Reproduisez à l'identique le passage du texte sur les quartiers pauvres compris entre « De nombreuses enquêtes » et « l’expérience de discriminations. », ces deux bornes incluses.

DOCUMENT SOURCE >>

——————————

De nombreuses enquêtes prouvent que les discriminations à raison de la religion et à raison de l’origine existent. Dans l’enquête TeO, 47 % des personnes originaires d’Afrique subsaharienne, 32 % du Maroc, 30 % d’Algérie disent ainsi avoir fait l’expérience de discriminations.
Le dessous des cartes : portraits croisés de quartiers pauvres
Quartiers pauvres : qui êtes-vous ?

Les quartiers pauvres répondent dans le présent rapport à une définition précise : celle des 1 296 quartiers prioritaires de la politique de la ville (QPV) de France métropolitaine, situés dans plus de 800 communes et regroupant 5 millions de personnes, soit 8 % de la population française. Nés avec la loi de programmation pour la ville et la cohésion urbaine de 2014, les QPV sont des quartiers urbains d’au moins 1 000 habitants, où plus de la moitié de la population vit avec moins de 11 250 euros par an, soit 60 % du revenu médian national.
Trois types de quartiers
Si les QPV sont définis par leur pauvreté, il apparaît qu’ils partagent d’autres caractéristiques : ils accueillent davantage de populations immigrées et jeunes, ils disposent d’un parc de logements sociaux plus important, ils ont un taux d’emploi féminin ou encore de participation électorale plus faible que le reste de la France métropolitaine. Toutefois, ils sont loin d’être homogènes et le présent rapport offre une nouvelle typologie des quartiers pauvres, qui se distinguent en trois grands types :
- Les quartiers « post-industriels » (type 1) correspondent en majorité aux zones anciennement industrielles et situées dans le nord/nord-est de la France. Près de 1 million d’habitants y vivent. Il se caractérisent par la grande pauvreté, la désindustrialisation et l’immobilité.
- Les quartiers « excentrés » (type 2), situés en grande partie dans ou près des petites villes et villes moyennes. Moins pauvre et moins jeune, leur population compte 1,7 million d’habitants. Ils sont définis par la pauvreté, l’éloignement et une forme d’immobilité.
- Les quartiers « maquiladoras » ou « métropolitains » (type 3), situés en périphérie des grandes métropoles et en particulier en Île-de-France. Ils comptent 3,4 millions d’habitants. Ils se caractérisent par la pauvreté, la proximité des grandes métropoles et la mobilité, du fait notamment de la jeunesse de leurs habitants, pour beaucoup immigrés.

——————————

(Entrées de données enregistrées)
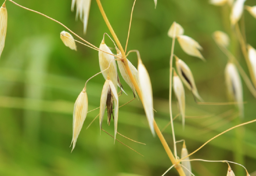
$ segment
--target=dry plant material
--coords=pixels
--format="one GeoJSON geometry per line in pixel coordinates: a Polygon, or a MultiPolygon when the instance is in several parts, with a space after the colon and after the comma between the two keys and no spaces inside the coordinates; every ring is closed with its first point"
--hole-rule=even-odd
{"type": "Polygon", "coordinates": [[[253,77],[252,79],[254,79],[255,80],[256,79],[256,50],[249,45],[247,45],[247,48],[250,64],[253,72],[253,77]]]}
{"type": "Polygon", "coordinates": [[[245,9],[248,10],[253,17],[256,18],[256,6],[253,7],[246,6],[245,9]]]}
{"type": "Polygon", "coordinates": [[[4,47],[7,29],[7,10],[4,3],[0,7],[0,57],[4,47]]]}
{"type": "Polygon", "coordinates": [[[176,59],[176,66],[178,74],[181,80],[188,89],[191,91],[194,96],[200,101],[203,100],[199,95],[196,86],[194,77],[188,66],[178,57],[175,56],[176,59]]]}
{"type": "Polygon", "coordinates": [[[77,137],[86,117],[88,108],[87,94],[85,89],[84,88],[77,97],[74,106],[74,111],[73,112],[73,135],[71,142],[71,145],[73,143],[73,147],[71,152],[73,151],[76,146],[77,137]]]}
{"type": "Polygon", "coordinates": [[[73,37],[65,31],[60,33],[60,39],[64,44],[71,50],[77,50],[77,46],[73,37]]]}
{"type": "MultiPolygon", "coordinates": [[[[102,51],[112,54],[111,50],[105,43],[104,39],[102,40],[99,48],[102,51]]],[[[107,79],[108,75],[109,79],[112,81],[116,89],[117,90],[118,76],[117,69],[115,61],[113,60],[114,59],[114,56],[101,51],[99,51],[99,60],[101,71],[102,71],[106,69],[109,66],[107,70],[102,72],[102,74],[105,80],[107,79]]]]}
{"type": "Polygon", "coordinates": [[[205,61],[199,51],[199,50],[202,50],[203,48],[197,42],[186,35],[179,35],[177,37],[177,38],[181,48],[186,53],[205,61]]]}
{"type": "Polygon", "coordinates": [[[139,85],[141,92],[141,101],[144,107],[149,128],[153,135],[155,135],[154,128],[154,112],[153,109],[153,95],[151,82],[148,71],[142,64],[141,60],[138,58],[138,73],[139,85]]]}
{"type": "Polygon", "coordinates": [[[213,33],[213,37],[217,44],[220,46],[227,47],[229,45],[230,40],[228,36],[222,31],[217,31],[213,33]]]}
{"type": "Polygon", "coordinates": [[[246,0],[236,0],[233,4],[230,15],[231,26],[235,25],[241,18],[243,11],[244,2],[246,0]]]}
{"type": "Polygon", "coordinates": [[[79,16],[80,20],[84,23],[84,33],[86,33],[88,17],[91,4],[91,0],[72,0],[71,10],[74,11],[75,4],[77,7],[76,18],[77,20],[79,16]]]}
{"type": "Polygon", "coordinates": [[[179,35],[183,35],[184,34],[184,29],[182,26],[174,21],[170,28],[167,34],[169,37],[173,38],[176,37],[176,36],[179,35]]]}
{"type": "Polygon", "coordinates": [[[243,117],[243,87],[238,72],[233,64],[229,63],[227,64],[225,72],[228,95],[232,101],[237,102],[240,116],[243,117]]]}
{"type": "MultiPolygon", "coordinates": [[[[183,143],[182,149],[181,149],[181,158],[186,157],[188,155],[188,150],[187,149],[186,145],[185,144],[185,142],[184,142],[183,143]]],[[[189,160],[189,157],[188,157],[185,159],[186,160],[189,160]]],[[[191,176],[191,164],[190,164],[190,161],[182,161],[181,163],[181,164],[183,165],[184,167],[187,168],[187,169],[184,169],[184,172],[185,173],[186,176],[191,176]]]]}
{"type": "MultiPolygon", "coordinates": [[[[118,49],[116,49],[116,52],[117,56],[122,58],[123,57],[121,53],[118,49]]],[[[127,63],[128,64],[128,66],[130,69],[130,70],[131,70],[131,72],[132,73],[132,74],[135,81],[137,83],[137,84],[138,85],[138,71],[136,68],[135,68],[132,64],[127,59],[127,63]]],[[[136,93],[136,90],[135,89],[135,87],[132,84],[132,80],[131,80],[131,78],[130,78],[130,77],[129,76],[129,74],[128,74],[128,72],[127,72],[127,70],[125,68],[125,66],[124,63],[124,61],[123,59],[118,60],[117,64],[118,65],[118,68],[119,69],[119,71],[120,71],[120,73],[121,74],[121,75],[124,80],[128,84],[132,90],[132,92],[133,92],[133,94],[134,95],[135,97],[135,95],[137,96],[137,94],[136,93]]]]}
{"type": "Polygon", "coordinates": [[[182,126],[185,126],[185,91],[181,80],[174,71],[173,78],[173,90],[178,101],[179,113],[182,119],[182,126]]]}
{"type": "Polygon", "coordinates": [[[109,125],[110,124],[111,115],[113,115],[112,110],[113,100],[115,103],[115,115],[113,116],[113,118],[114,119],[115,131],[114,138],[115,141],[117,131],[117,121],[118,120],[118,95],[114,84],[112,81],[109,79],[109,78],[108,78],[106,80],[103,85],[100,98],[99,125],[101,130],[102,126],[102,122],[106,104],[107,112],[107,123],[109,125]]]}

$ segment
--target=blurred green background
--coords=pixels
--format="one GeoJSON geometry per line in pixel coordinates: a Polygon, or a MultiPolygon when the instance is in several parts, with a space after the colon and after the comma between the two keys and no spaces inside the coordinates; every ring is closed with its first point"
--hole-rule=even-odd
{"type": "MultiPolygon", "coordinates": [[[[3,2],[3,1],[2,1],[3,2]]],[[[102,0],[102,5],[121,43],[127,36],[132,0],[102,0]]],[[[134,9],[128,50],[139,50],[151,77],[155,119],[162,129],[170,121],[169,70],[171,39],[167,32],[174,21],[185,29],[185,35],[202,46],[207,62],[189,56],[176,43],[174,53],[193,72],[199,94],[207,102],[228,101],[224,69],[227,58],[214,43],[212,34],[219,30],[231,34],[227,23],[228,9],[209,4],[205,0],[159,0],[156,9],[153,0],[138,0],[134,9]]],[[[87,33],[83,24],[75,20],[71,1],[22,1],[17,3],[39,11],[63,23],[87,41],[99,46],[103,34],[110,34],[96,2],[92,0],[87,33]]],[[[254,0],[246,4],[256,5],[254,0]]],[[[5,45],[0,60],[0,175],[160,176],[171,165],[157,137],[150,131],[144,110],[138,99],[119,109],[118,131],[146,143],[135,143],[118,135],[117,138],[143,155],[143,157],[103,132],[100,135],[99,119],[86,127],[99,113],[88,113],[72,153],[74,104],[86,80],[100,71],[98,53],[78,44],[77,51],[69,49],[60,38],[65,29],[56,23],[6,3],[8,26],[5,45]]],[[[247,11],[244,18],[247,42],[256,47],[256,19],[247,11]]],[[[230,48],[248,73],[238,41],[232,39],[230,48]]],[[[105,41],[114,47],[111,41],[105,41]]],[[[137,67],[135,54],[129,59],[137,67]]],[[[120,74],[119,74],[120,75],[120,74]]],[[[125,91],[120,97],[123,104],[132,93],[121,78],[125,91]]],[[[98,107],[104,82],[101,75],[87,84],[88,110],[98,107]]],[[[234,106],[199,105],[185,89],[185,128],[174,120],[176,140],[185,139],[189,152],[215,135],[239,123],[255,119],[256,100],[243,84],[245,115],[239,119],[234,106]],[[194,116],[193,117],[191,117],[194,116]]],[[[173,114],[178,111],[174,97],[173,114]]],[[[111,134],[113,122],[103,128],[111,134]]],[[[229,132],[210,142],[191,158],[227,160],[244,165],[249,173],[256,171],[255,123],[229,132]]],[[[163,134],[173,149],[171,129],[163,134]]],[[[182,144],[177,144],[180,155],[182,144]]],[[[193,161],[196,175],[225,175],[227,165],[222,163],[193,161]]],[[[231,164],[237,175],[245,175],[241,167],[231,164]]],[[[178,175],[172,169],[166,175],[178,175]]],[[[256,175],[252,174],[252,176],[256,175]]]]}

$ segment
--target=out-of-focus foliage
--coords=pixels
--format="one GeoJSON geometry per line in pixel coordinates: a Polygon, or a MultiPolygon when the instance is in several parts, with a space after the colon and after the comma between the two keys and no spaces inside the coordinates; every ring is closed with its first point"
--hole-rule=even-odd
{"type": "MultiPolygon", "coordinates": [[[[124,46],[133,1],[102,1],[124,46]]],[[[171,42],[167,33],[174,21],[204,49],[202,54],[206,62],[188,55],[178,45],[174,50],[174,53],[191,70],[200,96],[206,102],[227,101],[224,75],[227,59],[212,38],[214,31],[228,34],[231,40],[229,49],[247,74],[248,72],[239,43],[231,32],[227,7],[215,7],[205,0],[171,0],[159,1],[155,9],[153,1],[137,1],[128,50],[140,51],[149,72],[154,108],[157,111],[155,118],[160,127],[163,128],[170,120],[168,99],[171,42]]],[[[75,21],[75,12],[71,11],[71,0],[16,1],[63,23],[96,46],[99,46],[104,33],[110,34],[95,1],[92,1],[85,36],[82,23],[75,21]]],[[[245,4],[255,4],[254,0],[248,0],[245,4]]],[[[124,173],[161,175],[171,162],[157,137],[152,137],[142,105],[137,99],[119,108],[118,131],[146,145],[118,134],[116,137],[144,157],[119,142],[114,145],[113,139],[103,131],[100,135],[98,118],[86,129],[99,109],[88,114],[76,148],[71,153],[74,104],[86,80],[100,71],[98,52],[79,44],[77,52],[69,49],[60,38],[60,33],[65,30],[63,27],[8,1],[6,5],[8,24],[0,60],[0,175],[126,175],[124,173]]],[[[248,12],[244,14],[247,42],[255,48],[256,20],[248,12]]],[[[110,40],[105,38],[107,45],[114,47],[110,40]]],[[[131,54],[129,58],[137,67],[136,55],[131,54]]],[[[132,99],[133,95],[124,81],[122,78],[120,81],[128,95],[123,94],[119,97],[121,105],[132,99]]],[[[88,111],[99,106],[104,81],[100,74],[87,84],[88,111]]],[[[242,120],[238,118],[237,114],[234,115],[237,111],[235,106],[198,105],[191,93],[185,90],[186,115],[201,116],[187,118],[184,130],[181,120],[174,121],[176,139],[186,140],[189,152],[229,128],[255,119],[256,100],[242,82],[247,103],[242,120]]],[[[178,110],[174,97],[173,100],[175,116],[178,110]]],[[[103,128],[113,135],[113,122],[108,126],[107,119],[104,118],[103,128]]],[[[247,125],[218,137],[191,159],[231,160],[243,165],[249,173],[255,171],[255,125],[247,125]]],[[[171,131],[169,126],[163,134],[172,149],[171,131]]],[[[182,144],[177,145],[180,153],[182,144]]],[[[240,167],[231,167],[236,175],[245,175],[240,167]]],[[[227,168],[224,163],[201,161],[192,162],[191,167],[196,175],[210,176],[224,175],[227,168]]],[[[178,175],[174,169],[167,175],[171,174],[178,175]]]]}

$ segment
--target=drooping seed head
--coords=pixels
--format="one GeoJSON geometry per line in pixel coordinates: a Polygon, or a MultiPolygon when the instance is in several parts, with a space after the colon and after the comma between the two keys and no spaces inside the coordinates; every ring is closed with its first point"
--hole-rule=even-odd
{"type": "Polygon", "coordinates": [[[71,10],[74,11],[75,4],[77,7],[76,18],[77,19],[79,16],[83,23],[84,34],[86,33],[90,4],[91,0],[72,0],[71,10]]]}
{"type": "Polygon", "coordinates": [[[196,86],[194,77],[188,66],[181,59],[176,56],[176,66],[179,77],[186,87],[192,92],[193,95],[200,101],[203,102],[202,98],[199,96],[196,86]]]}
{"type": "MultiPolygon", "coordinates": [[[[112,102],[110,102],[110,101],[114,100],[115,104],[114,116],[114,139],[115,140],[115,137],[117,131],[117,121],[118,120],[118,109],[119,107],[119,102],[118,100],[118,95],[116,91],[116,88],[114,85],[112,81],[107,79],[105,82],[100,98],[100,104],[99,109],[99,125],[100,129],[102,126],[102,122],[103,121],[103,118],[105,112],[105,109],[106,104],[109,106],[107,107],[108,113],[111,113],[112,111],[110,111],[109,108],[112,108],[112,102]]],[[[111,114],[108,114],[108,123],[110,123],[109,117],[111,117],[111,114]]]]}
{"type": "Polygon", "coordinates": [[[243,11],[243,5],[246,0],[236,0],[232,7],[230,20],[231,25],[233,26],[240,19],[243,11]]]}
{"type": "MultiPolygon", "coordinates": [[[[181,158],[182,158],[184,157],[185,157],[188,155],[188,150],[187,149],[187,148],[186,147],[186,145],[185,144],[185,142],[184,142],[183,143],[183,146],[182,147],[182,149],[181,149],[181,158]]],[[[185,158],[185,160],[189,160],[189,157],[188,157],[185,158]]],[[[182,161],[181,163],[181,164],[183,165],[184,167],[187,169],[187,170],[186,169],[184,169],[183,170],[184,172],[185,173],[185,175],[186,175],[186,176],[191,176],[191,164],[190,164],[190,161],[182,161]]]]}
{"type": "Polygon", "coordinates": [[[64,44],[71,50],[77,50],[77,46],[73,37],[64,31],[60,33],[60,39],[64,44]]]}
{"type": "Polygon", "coordinates": [[[143,104],[149,128],[153,135],[155,136],[154,128],[154,112],[153,109],[153,95],[151,83],[149,73],[142,64],[141,58],[138,58],[138,73],[139,84],[141,93],[141,101],[143,104]]]}
{"type": "Polygon", "coordinates": [[[205,61],[199,51],[199,50],[202,50],[203,48],[197,42],[186,35],[179,35],[177,37],[177,38],[181,48],[186,53],[205,61]]]}
{"type": "Polygon", "coordinates": [[[88,100],[87,94],[84,89],[78,96],[75,105],[73,112],[73,135],[71,145],[73,143],[72,151],[75,148],[78,135],[82,129],[83,124],[87,114],[88,100]]]}
{"type": "Polygon", "coordinates": [[[256,6],[253,7],[246,6],[245,9],[248,10],[253,17],[256,18],[256,6]]]}
{"type": "Polygon", "coordinates": [[[7,30],[7,10],[4,3],[0,7],[0,57],[4,47],[7,30]]]}
{"type": "Polygon", "coordinates": [[[179,113],[182,119],[182,126],[184,128],[185,125],[185,91],[181,80],[175,70],[173,80],[173,90],[178,101],[179,113]]]}
{"type": "Polygon", "coordinates": [[[231,63],[227,64],[225,72],[229,96],[232,101],[237,103],[240,116],[243,118],[243,87],[238,72],[235,65],[231,63]]]}
{"type": "MultiPolygon", "coordinates": [[[[117,55],[120,58],[123,58],[121,53],[118,50],[116,49],[117,55]]],[[[132,64],[128,59],[127,59],[127,62],[128,64],[128,66],[130,69],[130,70],[131,70],[131,72],[132,73],[132,74],[135,80],[135,81],[137,83],[137,84],[138,85],[138,71],[137,69],[135,68],[132,64]]],[[[136,93],[136,90],[135,89],[135,87],[132,83],[131,79],[130,78],[130,77],[129,76],[129,75],[128,74],[128,72],[127,72],[127,70],[125,68],[125,66],[122,60],[119,60],[117,61],[117,64],[118,65],[118,68],[119,69],[119,71],[120,71],[120,73],[121,74],[121,75],[124,80],[128,84],[133,92],[133,93],[136,96],[137,96],[137,94],[136,93]]]]}
{"type": "MultiPolygon", "coordinates": [[[[101,43],[99,46],[99,49],[107,53],[112,54],[111,50],[105,43],[104,39],[102,40],[101,43]]],[[[109,69],[102,72],[102,74],[105,80],[107,80],[107,76],[109,77],[110,79],[111,80],[116,89],[117,89],[117,69],[116,67],[116,63],[115,61],[114,56],[104,53],[101,51],[99,52],[99,67],[101,71],[102,71],[107,69],[110,66],[109,69]]]]}
{"type": "Polygon", "coordinates": [[[176,37],[177,36],[183,35],[184,29],[179,24],[174,21],[172,23],[168,31],[168,36],[171,38],[176,37]],[[174,31],[175,31],[174,32],[174,31]]]}
{"type": "Polygon", "coordinates": [[[213,33],[213,37],[218,45],[226,47],[229,45],[230,40],[228,36],[222,31],[217,31],[213,33]]]}

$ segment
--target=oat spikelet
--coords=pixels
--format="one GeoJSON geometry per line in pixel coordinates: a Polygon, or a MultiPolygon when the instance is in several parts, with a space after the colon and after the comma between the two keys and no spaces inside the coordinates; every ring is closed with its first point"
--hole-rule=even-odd
{"type": "Polygon", "coordinates": [[[90,4],[91,0],[72,0],[71,10],[74,11],[75,4],[77,7],[76,18],[77,19],[79,16],[83,23],[84,34],[86,33],[90,4]]]}
{"type": "MultiPolygon", "coordinates": [[[[117,49],[116,52],[117,56],[120,58],[122,58],[123,57],[122,56],[121,53],[118,49],[117,49]]],[[[128,63],[128,65],[129,66],[129,68],[130,68],[130,70],[131,70],[132,74],[132,75],[133,77],[134,78],[134,79],[137,83],[137,84],[138,85],[138,71],[136,69],[136,68],[135,68],[135,67],[132,65],[132,64],[128,59],[127,59],[127,62],[128,63]]],[[[121,73],[121,75],[122,76],[122,77],[123,77],[124,80],[127,84],[132,89],[135,96],[136,95],[137,96],[137,94],[136,93],[135,87],[132,84],[132,80],[130,78],[130,77],[129,76],[129,75],[128,74],[128,73],[127,72],[126,69],[125,68],[125,66],[124,65],[124,62],[121,60],[118,60],[117,64],[118,65],[118,68],[119,69],[119,71],[120,71],[120,73],[121,73]]]]}
{"type": "Polygon", "coordinates": [[[226,33],[217,31],[213,33],[213,36],[214,40],[219,45],[226,47],[229,45],[230,40],[228,36],[226,33]]]}
{"type": "Polygon", "coordinates": [[[196,86],[195,81],[194,80],[194,77],[188,66],[177,56],[174,56],[176,59],[177,71],[182,82],[191,91],[194,96],[197,98],[200,101],[203,102],[203,100],[198,94],[197,89],[196,86]]]}
{"type": "Polygon", "coordinates": [[[237,102],[240,116],[243,118],[243,87],[238,72],[233,64],[229,63],[226,66],[225,72],[229,96],[232,101],[237,102]]]}
{"type": "Polygon", "coordinates": [[[253,7],[250,7],[246,6],[245,9],[251,14],[252,15],[256,18],[256,6],[253,7]]]}
{"type": "Polygon", "coordinates": [[[192,38],[186,35],[180,35],[177,37],[181,48],[186,53],[193,56],[199,58],[205,61],[199,50],[203,49],[198,43],[192,38]]]}
{"type": "Polygon", "coordinates": [[[112,114],[113,100],[115,103],[115,113],[114,118],[114,139],[115,140],[115,137],[117,131],[117,121],[118,120],[118,108],[119,102],[118,95],[115,85],[112,81],[107,79],[106,80],[103,86],[101,96],[100,98],[100,104],[99,109],[99,125],[100,129],[102,126],[102,122],[105,112],[106,104],[108,112],[108,123],[110,123],[110,118],[112,114]]]}
{"type": "Polygon", "coordinates": [[[240,19],[243,11],[243,5],[246,0],[236,0],[232,8],[230,15],[231,25],[233,26],[240,19]]]}
{"type": "Polygon", "coordinates": [[[71,50],[77,50],[77,46],[71,34],[64,31],[60,33],[60,39],[64,44],[71,50]]]}
{"type": "Polygon", "coordinates": [[[88,108],[87,94],[84,88],[78,96],[74,106],[74,111],[73,112],[73,135],[71,142],[71,145],[72,143],[73,143],[73,147],[71,152],[73,151],[76,146],[77,137],[86,117],[88,108]]]}
{"type": "Polygon", "coordinates": [[[179,113],[182,119],[182,126],[184,129],[185,126],[185,91],[179,77],[177,75],[175,70],[174,72],[173,78],[173,90],[178,101],[179,113]]]}
{"type": "Polygon", "coordinates": [[[169,37],[172,38],[178,36],[183,35],[184,34],[184,29],[180,25],[174,21],[170,28],[167,34],[169,37]],[[175,28],[176,28],[176,29],[175,28]],[[174,29],[175,30],[174,30],[174,29]],[[174,33],[174,31],[175,33],[174,33]]]}
{"type": "Polygon", "coordinates": [[[148,119],[149,127],[153,135],[155,136],[154,129],[154,112],[153,109],[153,96],[149,76],[141,58],[138,58],[138,73],[139,84],[141,92],[142,101],[148,119]]]}
{"type": "Polygon", "coordinates": [[[0,7],[0,57],[4,47],[7,29],[7,10],[4,3],[0,7]]]}
{"type": "MultiPolygon", "coordinates": [[[[183,143],[183,146],[182,147],[182,149],[181,149],[181,158],[185,157],[188,155],[188,150],[187,149],[187,148],[186,147],[186,145],[185,145],[185,142],[183,143]]],[[[189,160],[189,157],[188,157],[185,159],[185,160],[189,160]]],[[[188,170],[186,169],[184,169],[184,172],[185,173],[185,175],[186,176],[191,176],[191,165],[190,164],[190,161],[181,161],[181,164],[183,165],[184,167],[186,168],[188,170]],[[190,171],[189,172],[188,171],[190,171]]]]}
{"type": "MultiPolygon", "coordinates": [[[[108,53],[112,54],[111,50],[107,45],[105,43],[103,39],[101,42],[99,46],[100,50],[107,52],[108,53]]],[[[115,61],[113,61],[115,59],[114,56],[107,54],[104,52],[99,51],[99,66],[101,71],[102,71],[110,66],[108,69],[102,72],[102,74],[105,80],[107,80],[108,75],[110,79],[112,81],[116,89],[117,88],[117,69],[116,67],[116,63],[115,61]],[[110,62],[111,63],[110,63],[110,62]]]]}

——————————

VOTRE SOLUTION >>
De nombreuses enquêtes prouvent que les discriminations à raison de la religion et à raison de l’origine existent. Dans l’enquête TeO, 47 % des personnes originaires d’Afrique subsaharienne, 32 % du Maroc, 30 % d’Algérie disent ainsi avoir fait l’expérience de discriminations.